Exercício a ::
Coloque em uma tabela Markdown, com as colunas "Número" e "Linha da entrada", tudo o que vai do início das entradas até a linha que contém "box: [867, 277, 1200, 478]", incluindo as duas pontas e sem as linhas em branco. Deixe as imagens fora da resposta.

Trecho do documento ::
══════════════════════════════
Blog da Liz de Sá Cavalcante

Entre no meu corpo

Para que meu pensamento entre no meu corpo e o faça seu, é preciso que eu seja o nada, que há entre mim e o meu pensar. Meu pensar me distancia da realidade. Se o real me fizer pensar, o que vai ser do meu pensamento? Quero que o real seja meu único pensamento. Entre em mim, pensamento, seja junto comigo esse nada, que acrescenta à vida o viver. Nada resta do nada, além de viver. O nada supera o ser. Entre no meu corpo, desfaça minha alma, sem eu sentir, faça com que eu morra sonhando com uma alma que eu possa amá-la. Amar para ter alma.
══════════════════════════════
[Dados de máscaras de segmentação]
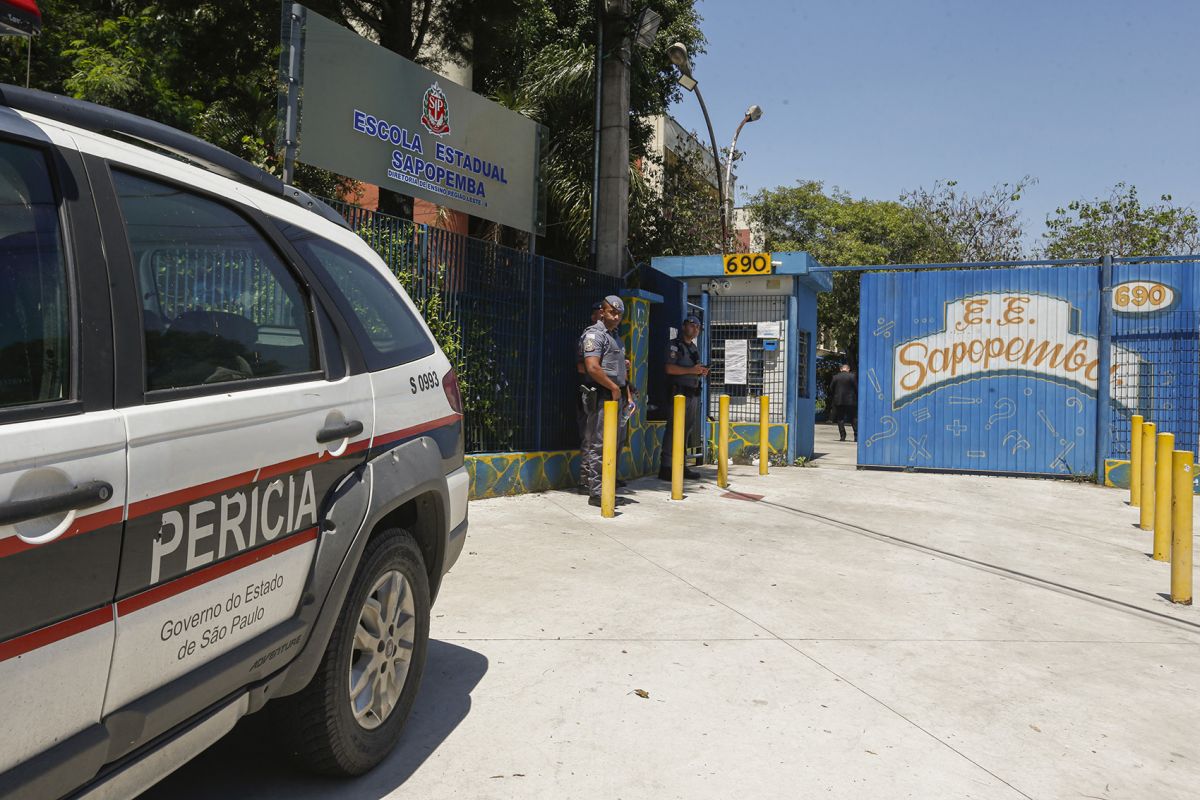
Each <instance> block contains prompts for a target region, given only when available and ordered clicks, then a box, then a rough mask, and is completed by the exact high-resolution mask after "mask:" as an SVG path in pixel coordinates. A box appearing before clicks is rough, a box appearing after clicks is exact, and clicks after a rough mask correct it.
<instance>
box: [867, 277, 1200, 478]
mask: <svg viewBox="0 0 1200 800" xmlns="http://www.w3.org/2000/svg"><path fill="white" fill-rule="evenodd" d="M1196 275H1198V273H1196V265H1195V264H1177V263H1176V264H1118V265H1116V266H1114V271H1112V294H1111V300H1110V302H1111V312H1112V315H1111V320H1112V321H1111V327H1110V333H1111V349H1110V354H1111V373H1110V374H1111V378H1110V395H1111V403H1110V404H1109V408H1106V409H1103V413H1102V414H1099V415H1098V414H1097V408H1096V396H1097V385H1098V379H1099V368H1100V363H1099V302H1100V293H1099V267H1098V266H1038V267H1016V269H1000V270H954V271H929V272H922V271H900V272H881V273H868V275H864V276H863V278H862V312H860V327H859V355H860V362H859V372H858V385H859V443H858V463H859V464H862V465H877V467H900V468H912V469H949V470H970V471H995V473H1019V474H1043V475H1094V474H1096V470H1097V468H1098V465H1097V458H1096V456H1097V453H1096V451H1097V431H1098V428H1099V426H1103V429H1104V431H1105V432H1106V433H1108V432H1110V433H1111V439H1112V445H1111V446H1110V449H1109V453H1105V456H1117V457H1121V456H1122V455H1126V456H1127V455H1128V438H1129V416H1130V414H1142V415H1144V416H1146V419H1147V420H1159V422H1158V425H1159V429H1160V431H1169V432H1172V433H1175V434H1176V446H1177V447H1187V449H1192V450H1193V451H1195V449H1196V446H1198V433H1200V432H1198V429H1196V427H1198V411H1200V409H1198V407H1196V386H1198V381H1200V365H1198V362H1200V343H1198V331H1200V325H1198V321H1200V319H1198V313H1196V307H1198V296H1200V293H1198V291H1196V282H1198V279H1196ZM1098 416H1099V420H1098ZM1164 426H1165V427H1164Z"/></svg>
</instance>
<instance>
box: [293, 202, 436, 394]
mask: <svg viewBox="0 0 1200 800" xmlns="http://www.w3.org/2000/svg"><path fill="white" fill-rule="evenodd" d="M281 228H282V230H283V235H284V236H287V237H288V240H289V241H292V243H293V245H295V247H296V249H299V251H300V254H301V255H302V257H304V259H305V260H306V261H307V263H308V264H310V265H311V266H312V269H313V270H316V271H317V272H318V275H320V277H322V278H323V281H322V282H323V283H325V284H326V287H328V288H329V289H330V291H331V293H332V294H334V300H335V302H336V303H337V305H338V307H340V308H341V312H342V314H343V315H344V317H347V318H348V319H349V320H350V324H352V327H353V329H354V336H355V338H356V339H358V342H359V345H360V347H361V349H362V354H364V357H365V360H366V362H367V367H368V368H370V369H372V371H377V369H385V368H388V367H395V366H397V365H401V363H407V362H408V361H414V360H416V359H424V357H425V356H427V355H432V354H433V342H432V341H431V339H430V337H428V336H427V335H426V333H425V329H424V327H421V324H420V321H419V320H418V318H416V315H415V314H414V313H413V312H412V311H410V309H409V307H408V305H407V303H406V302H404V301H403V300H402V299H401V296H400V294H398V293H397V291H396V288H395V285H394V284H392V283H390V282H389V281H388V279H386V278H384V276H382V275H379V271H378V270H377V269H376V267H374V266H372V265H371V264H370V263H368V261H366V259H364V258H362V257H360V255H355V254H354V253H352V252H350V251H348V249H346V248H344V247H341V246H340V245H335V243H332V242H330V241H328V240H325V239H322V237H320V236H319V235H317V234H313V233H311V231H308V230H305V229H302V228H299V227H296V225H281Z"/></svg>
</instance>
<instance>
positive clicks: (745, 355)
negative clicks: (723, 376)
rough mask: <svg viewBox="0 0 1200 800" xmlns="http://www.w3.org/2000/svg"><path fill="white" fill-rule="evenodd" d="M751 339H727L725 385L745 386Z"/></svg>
══════════════════════════════
Exercício b ::
Indique se cada afirmação abaixo concorda com o trecho do blog sobre o pensamento e o corpo, respondendo sim ou não e citando as palavras decisivas do trecho. (i) O trecho afirma que o ser supera o nada. (ii) O trecho diz que o pensar afasta da realidade. (iii) O trecho expressa o desejo de que o real seja o único pensamento.

Área de resposta a ::
| Número | Linha da entrada |
|---|---|
| 1 | Each <instance> block contains prompts for a target region, given only when available and ordered clicks, then a box, then a rough mask, and is completed by the exact high-resolution mask after "mask:" as an SVG path in pixel coordinates. A box appearing before clicks is rough, a box appearing after clicks is exact, and clicks after a rough mask correct it. |
| 2 | <instance> |
| 3 | box: [867, 277, 1200, 478] |

Área de resposta b ::
(i) Não: "O nada supera o ser."
(ii) Sim: "Meu pensar me distancia da realidade."
(iii) Sim: "Quero que o real seja meu único pensamento."